## Assignment:
Print out the data below in full, exactly as written.

## Referring expression pointing data:
----------------

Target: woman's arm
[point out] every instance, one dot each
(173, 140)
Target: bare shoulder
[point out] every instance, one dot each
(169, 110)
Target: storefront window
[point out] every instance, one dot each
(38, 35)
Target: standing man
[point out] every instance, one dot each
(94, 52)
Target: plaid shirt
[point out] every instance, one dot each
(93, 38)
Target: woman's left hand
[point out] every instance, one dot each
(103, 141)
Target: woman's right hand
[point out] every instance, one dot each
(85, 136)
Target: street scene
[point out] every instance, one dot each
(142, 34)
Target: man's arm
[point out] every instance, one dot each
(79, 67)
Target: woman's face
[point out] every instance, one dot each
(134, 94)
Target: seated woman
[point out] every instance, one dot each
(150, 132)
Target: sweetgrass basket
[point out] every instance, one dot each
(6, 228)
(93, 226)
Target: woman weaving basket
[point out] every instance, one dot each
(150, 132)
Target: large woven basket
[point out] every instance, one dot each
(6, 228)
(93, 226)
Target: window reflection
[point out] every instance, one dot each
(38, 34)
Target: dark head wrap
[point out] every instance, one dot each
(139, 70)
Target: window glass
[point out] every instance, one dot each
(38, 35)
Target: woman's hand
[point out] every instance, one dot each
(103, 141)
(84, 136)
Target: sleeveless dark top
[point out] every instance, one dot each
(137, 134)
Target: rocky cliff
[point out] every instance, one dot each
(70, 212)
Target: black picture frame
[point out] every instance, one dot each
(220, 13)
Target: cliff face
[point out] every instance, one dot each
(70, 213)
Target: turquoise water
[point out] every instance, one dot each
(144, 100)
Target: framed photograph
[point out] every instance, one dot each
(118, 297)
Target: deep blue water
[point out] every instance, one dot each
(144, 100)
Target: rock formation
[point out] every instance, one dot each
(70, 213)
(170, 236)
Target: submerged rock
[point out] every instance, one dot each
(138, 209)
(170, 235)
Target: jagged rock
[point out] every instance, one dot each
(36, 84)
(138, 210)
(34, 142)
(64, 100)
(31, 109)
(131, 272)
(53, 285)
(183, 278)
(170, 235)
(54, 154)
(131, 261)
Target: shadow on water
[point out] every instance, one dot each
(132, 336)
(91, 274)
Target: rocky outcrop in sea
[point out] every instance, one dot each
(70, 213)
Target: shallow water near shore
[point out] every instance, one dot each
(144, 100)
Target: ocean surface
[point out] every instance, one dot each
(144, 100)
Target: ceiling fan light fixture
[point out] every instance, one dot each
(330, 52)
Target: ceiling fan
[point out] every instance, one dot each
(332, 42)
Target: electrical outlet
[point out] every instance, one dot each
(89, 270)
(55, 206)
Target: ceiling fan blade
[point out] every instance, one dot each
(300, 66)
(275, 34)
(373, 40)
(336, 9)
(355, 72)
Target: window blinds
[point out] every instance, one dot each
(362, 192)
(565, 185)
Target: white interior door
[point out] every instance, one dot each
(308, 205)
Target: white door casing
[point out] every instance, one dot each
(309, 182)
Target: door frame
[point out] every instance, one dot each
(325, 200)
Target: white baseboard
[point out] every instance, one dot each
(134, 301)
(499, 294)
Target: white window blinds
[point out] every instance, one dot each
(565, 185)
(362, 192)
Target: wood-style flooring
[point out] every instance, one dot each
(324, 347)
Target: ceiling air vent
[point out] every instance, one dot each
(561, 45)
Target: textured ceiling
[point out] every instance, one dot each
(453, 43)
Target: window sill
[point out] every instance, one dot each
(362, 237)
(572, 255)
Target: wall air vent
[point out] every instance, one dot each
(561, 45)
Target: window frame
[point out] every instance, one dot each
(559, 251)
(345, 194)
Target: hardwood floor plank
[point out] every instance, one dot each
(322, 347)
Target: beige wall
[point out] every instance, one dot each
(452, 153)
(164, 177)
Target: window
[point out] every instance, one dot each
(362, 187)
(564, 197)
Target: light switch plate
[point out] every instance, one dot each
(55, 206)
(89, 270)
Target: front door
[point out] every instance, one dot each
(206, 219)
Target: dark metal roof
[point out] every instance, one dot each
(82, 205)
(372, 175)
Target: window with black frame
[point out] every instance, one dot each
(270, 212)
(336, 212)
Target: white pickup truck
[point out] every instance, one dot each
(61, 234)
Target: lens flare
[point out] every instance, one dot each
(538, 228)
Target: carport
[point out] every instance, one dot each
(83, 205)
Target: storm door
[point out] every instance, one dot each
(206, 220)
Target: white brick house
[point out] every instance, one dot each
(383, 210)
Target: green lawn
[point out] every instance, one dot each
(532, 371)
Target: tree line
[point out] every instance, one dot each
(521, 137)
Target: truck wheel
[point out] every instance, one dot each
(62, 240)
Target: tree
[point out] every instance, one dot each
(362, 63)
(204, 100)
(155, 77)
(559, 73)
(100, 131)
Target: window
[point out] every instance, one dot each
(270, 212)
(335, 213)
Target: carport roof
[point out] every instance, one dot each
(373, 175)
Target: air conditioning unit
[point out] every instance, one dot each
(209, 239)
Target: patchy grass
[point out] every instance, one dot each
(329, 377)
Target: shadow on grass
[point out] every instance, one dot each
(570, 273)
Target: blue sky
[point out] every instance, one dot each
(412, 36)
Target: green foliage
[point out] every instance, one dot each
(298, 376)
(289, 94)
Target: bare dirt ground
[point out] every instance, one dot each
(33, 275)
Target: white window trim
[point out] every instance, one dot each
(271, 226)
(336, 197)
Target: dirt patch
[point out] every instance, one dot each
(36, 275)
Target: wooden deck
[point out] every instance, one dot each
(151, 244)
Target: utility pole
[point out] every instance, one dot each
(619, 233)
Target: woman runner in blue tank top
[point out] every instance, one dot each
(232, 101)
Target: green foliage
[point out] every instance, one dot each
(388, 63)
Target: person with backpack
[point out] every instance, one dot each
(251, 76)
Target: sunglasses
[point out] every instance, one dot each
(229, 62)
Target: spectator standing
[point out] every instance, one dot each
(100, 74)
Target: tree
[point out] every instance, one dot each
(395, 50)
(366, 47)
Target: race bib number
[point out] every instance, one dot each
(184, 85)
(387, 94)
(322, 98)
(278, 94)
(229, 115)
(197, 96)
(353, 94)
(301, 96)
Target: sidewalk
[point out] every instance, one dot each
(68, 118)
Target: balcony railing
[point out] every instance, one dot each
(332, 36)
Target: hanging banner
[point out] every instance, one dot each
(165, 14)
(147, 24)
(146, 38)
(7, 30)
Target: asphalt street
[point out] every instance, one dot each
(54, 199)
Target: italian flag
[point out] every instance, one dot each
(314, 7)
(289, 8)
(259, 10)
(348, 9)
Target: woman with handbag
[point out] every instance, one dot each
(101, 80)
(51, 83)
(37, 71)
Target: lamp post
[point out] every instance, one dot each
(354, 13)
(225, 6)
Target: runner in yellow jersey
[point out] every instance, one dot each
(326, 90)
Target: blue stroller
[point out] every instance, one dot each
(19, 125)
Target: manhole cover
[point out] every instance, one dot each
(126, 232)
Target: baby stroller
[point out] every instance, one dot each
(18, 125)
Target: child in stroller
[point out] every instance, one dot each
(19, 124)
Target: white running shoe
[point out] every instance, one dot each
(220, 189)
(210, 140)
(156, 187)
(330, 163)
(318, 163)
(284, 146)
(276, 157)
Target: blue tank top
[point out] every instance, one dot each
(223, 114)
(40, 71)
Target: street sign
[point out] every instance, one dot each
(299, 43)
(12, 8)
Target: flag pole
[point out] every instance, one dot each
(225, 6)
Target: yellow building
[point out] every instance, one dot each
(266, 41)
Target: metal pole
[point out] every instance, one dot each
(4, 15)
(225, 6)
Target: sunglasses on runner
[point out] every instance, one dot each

----------------

## Answer below:
Target: woman's arm
[point out] every instance, one dot each
(173, 140)
Target: bare shoulder
[point out] every instance, one dot each
(169, 110)
Target: storefront window
[point out] every instance, one dot each
(38, 35)
Target: standing man
[point out] every instance, one dot each
(94, 52)
Target: plaid shirt
[point out] every instance, one dot each
(93, 38)
Target: woman's left hand
[point out] every instance, one dot each
(103, 141)
Target: woman's right hand
[point out] every instance, one dot each
(85, 136)
Target: street scene
[point out] every instance, one dot each
(142, 34)
Target: man's arm
[point out] every instance, one dot each
(79, 67)
Target: woman's face
[point out] every instance, one dot each
(134, 94)
Target: seated woman
[point out] every instance, one dot each
(150, 132)
Target: sweetgrass basket
[point out] every instance, one dot each
(6, 228)
(93, 226)
Target: woman weaving basket
[point out] every instance, one dot each
(150, 132)
Target: large woven basket
[point out] every instance, one dot each
(6, 228)
(93, 226)
Target: window reflection
[point out] every instance, one dot each
(38, 34)
Target: dark head wrap
[point out] every instance, one dot each
(139, 70)
Target: window glass
[point out] every instance, one dot each
(38, 35)
Target: woman's hand
[point out] every instance, one dot each
(103, 141)
(84, 136)
Target: sleeveless dark top
[point out] every instance, one dot each
(137, 134)
Target: rocky cliff
[point out] every instance, one dot each
(70, 212)
Target: black picture frame
[point out] every instance, one dot each
(220, 13)
Target: cliff face
[point out] every instance, one dot each
(70, 213)
Target: turquoise water
[point out] every instance, one dot each
(144, 100)
Target: framed photograph
[point out] every instance, one dot each
(118, 297)
Target: deep blue water
[point out] every instance, one dot each
(144, 100)
Target: rock formation
[point out] every instance, one dot each
(70, 213)
(170, 236)
Target: submerged rock
[point out] every instance, one dot each
(138, 209)
(170, 235)
Target: jagged rock
[point out] every instance, one dot each
(36, 84)
(138, 210)
(34, 142)
(64, 100)
(31, 109)
(131, 272)
(53, 285)
(183, 278)
(170, 235)
(54, 154)
(131, 261)
Target: shadow on water
[point out] every instance, one dot each
(132, 336)
(91, 274)
Target: rocky outcrop in sea
[point out] every instance, one dot each
(70, 213)
Target: shallow water near shore
[point out] every instance, one dot each
(144, 100)
Target: ocean surface
[point out] every instance, one dot each
(144, 100)
Target: ceiling fan light fixture
[point out] every instance, one dot each
(330, 52)
Target: ceiling fan
[point out] every instance, one dot each
(332, 42)
Target: electrical outlet
[point out] every instance, one dot each
(89, 270)
(55, 206)
Target: ceiling fan blade
[point out] every instance, one dot each
(300, 66)
(275, 34)
(373, 40)
(336, 9)
(355, 72)
Target: window blinds
[point out] every instance, one dot each
(362, 192)
(565, 185)
Target: white interior door
[point out] every instance, one dot each
(308, 205)
Target: white door casing
[point out] every instance, one dot each
(309, 182)
Target: door frame
[point out] every instance, one dot each
(325, 200)
Target: white baseboard
[point out] every instance, one dot each
(134, 301)
(499, 294)
Target: white window blinds
[point out] every instance, one dot each
(565, 185)
(362, 192)
Target: wood-style flooring
[point out] every instance, one dot each
(324, 347)
Target: ceiling air vent
[point out] every instance, one dot each
(561, 45)
Target: textured ceiling
[point out] every instance, one dot each
(453, 43)
Target: window sill
[point out] every instance, one dot each
(362, 237)
(572, 255)
Target: wall air vent
[point out] every instance, one dot each
(561, 45)
Target: window frame
[point out] every instance, one dot each
(559, 251)
(345, 194)
Target: hardwood floor plank
[point out] every instance, one dot each
(322, 347)
Target: beige wall
[point out] every instance, one dot each
(452, 153)
(164, 177)
Target: window
[point out] every instance, one dot each
(362, 187)
(564, 197)
Target: light switch plate
[point out] every instance, one dot each
(55, 206)
(89, 270)
Target: front door
[point out] every instance, one dot each
(206, 219)
Target: dark metal roof
[point out] every instance, one dot each
(82, 205)
(372, 175)
Target: window with black frame
[point out] every instance, one dot each
(270, 212)
(336, 212)
Target: white pickup truck
[point out] every instance, one dot each
(61, 234)
Target: lens flare
[point out] every instance, one dot each
(538, 228)
Target: carport
[point out] every instance, one dot each
(83, 205)
Target: storm door
[point out] every instance, one dot each
(206, 220)
Target: white brick house
[point out] every instance, one dot each
(383, 210)
Target: green lawn
[point out] every instance, one dot each
(532, 371)
Target: tree line
[point out] every instance, one dot each
(521, 137)
Target: truck wheel
[point out] every instance, one dot each
(62, 240)
Target: tree
[point out] every instance, one dot each
(362, 63)
(204, 100)
(155, 77)
(559, 73)
(100, 131)
Target: window
[point out] every instance, one dot each
(270, 212)
(335, 213)
Target: carport roof
[point out] every instance, one dot each
(373, 175)
Target: air conditioning unit
[point out] every instance, one dot each
(209, 239)
Target: patchy grass
[point out] every instance, one dot each
(329, 377)
Target: shadow on grass
[point out] every instance, one dot each
(570, 273)
Target: blue sky
[point out] every instance, one dot each
(412, 36)
Target: green foliage
[point out] every instance, one dot each
(298, 376)
(289, 94)
Target: bare dirt ground
[point out] every instance, one dot each
(33, 275)
Target: white window trim
[point out] every instance, one dot each
(271, 226)
(336, 197)
Target: dirt patch
[point out] every instance, one dot each
(36, 275)
Target: wooden deck
[point out] every instance, one dot each
(151, 244)
Target: utility pole
[point out] every instance, one dot each
(619, 233)
Target: woman runner in blue tank top
[point out] every instance, one dot each
(232, 101)
Target: green foliage
[point out] every instance, one dot each
(388, 63)
Target: person with backpack
[point out] every instance, one dot each
(251, 76)
Target: sunglasses
[point out] every instance, one dot each
(229, 62)
Target: spectator standing
[point out] every instance, one dot each
(100, 74)
Target: tree
[point out] every instance, one dot each
(395, 50)
(366, 47)
Target: race bib number
[point out] every instance, one dot each
(184, 85)
(387, 94)
(322, 98)
(278, 94)
(229, 115)
(197, 96)
(353, 94)
(301, 96)
Target: sidewalk
[point out] every instance, one dot each
(68, 118)
Target: balcony railing
[point out] every instance, one dot each
(332, 36)
Target: hanging banner
[point out] every instance, one dot each
(165, 14)
(147, 24)
(146, 38)
(7, 30)
Target: asphalt street
[point out] every instance, one dot each
(54, 199)
Target: italian flag
[point out] every instance, one dot each
(314, 7)
(289, 8)
(259, 10)
(348, 9)
Target: woman with handbag
[point out] every instance, one dot each
(101, 80)
(51, 83)
(37, 71)
Target: lamp post
[point out] every instance, one dot each
(354, 13)
(225, 6)
Target: runner in yellow jersey
[point out] every instance, one dot each
(326, 90)
Target: blue stroller
[point out] every instance, one dot each
(19, 125)
Target: manhole cover
[point out] every instance, one dot each
(126, 232)
Target: baby stroller
[point out] every instance, one dot each
(18, 125)
Target: child in stroller
[point out] every instance, one dot each
(19, 124)
Target: white running shoe
[point out] every instance, one dot each
(220, 189)
(210, 140)
(156, 187)
(330, 163)
(318, 163)
(284, 146)
(276, 157)
Target: blue tank top
[point out] every instance, one dot each
(223, 114)
(40, 71)
Target: street sign
[point out] every instance, one dot each
(299, 43)
(12, 8)
Target: flag pole
[point out] every instance, one dot each
(225, 6)
Target: yellow building
[point out] every instance, one dot each
(266, 41)
Target: metal pole
[point out] every instance, one dot each
(4, 15)
(225, 6)
Target: sunglasses on runner
[point out] every instance, one dot each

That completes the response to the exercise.